=== Begin Enclosure ===

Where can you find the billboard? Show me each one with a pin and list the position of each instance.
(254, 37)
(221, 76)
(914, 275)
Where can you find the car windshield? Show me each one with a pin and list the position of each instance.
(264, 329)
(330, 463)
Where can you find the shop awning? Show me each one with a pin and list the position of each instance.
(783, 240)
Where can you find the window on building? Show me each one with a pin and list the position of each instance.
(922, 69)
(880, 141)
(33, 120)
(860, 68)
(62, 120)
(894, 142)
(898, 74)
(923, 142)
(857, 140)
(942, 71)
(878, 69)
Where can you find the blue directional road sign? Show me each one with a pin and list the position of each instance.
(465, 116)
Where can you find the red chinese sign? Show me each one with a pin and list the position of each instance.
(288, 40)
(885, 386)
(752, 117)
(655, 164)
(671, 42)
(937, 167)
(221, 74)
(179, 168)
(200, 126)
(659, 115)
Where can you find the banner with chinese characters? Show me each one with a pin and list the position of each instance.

=== End Enclosure ===

# What to produce
What is needed is a word-for-word copy of the material above.

# Exercise solution
Where can you find the billboard? Show me each one with a pin and list the position of each instance.
(254, 37)
(221, 76)
(914, 275)
Where can you find the car windshield? Show me each one with a pin and list the position of each instance.
(264, 329)
(330, 463)
Where can you find the shop awning? Show me each one with a pin and list the position of each instance.
(783, 240)
Where can you find the window on building? Show me each one with a pin and list the position of each instance.
(922, 69)
(880, 141)
(33, 120)
(860, 68)
(62, 120)
(894, 142)
(898, 74)
(923, 142)
(857, 140)
(942, 71)
(878, 69)
Where can you find the blue directional road sign? Show me each one with a pin and list the position of each instance.
(465, 116)
Where can you find the red chinese sign? Show me each one with a pin and list the position of each instance.
(288, 40)
(885, 386)
(752, 117)
(655, 164)
(671, 42)
(937, 167)
(221, 74)
(179, 168)
(200, 126)
(659, 115)
Where can you find the banner with chinese characters? Show me each one with a pin and list the position of each instance.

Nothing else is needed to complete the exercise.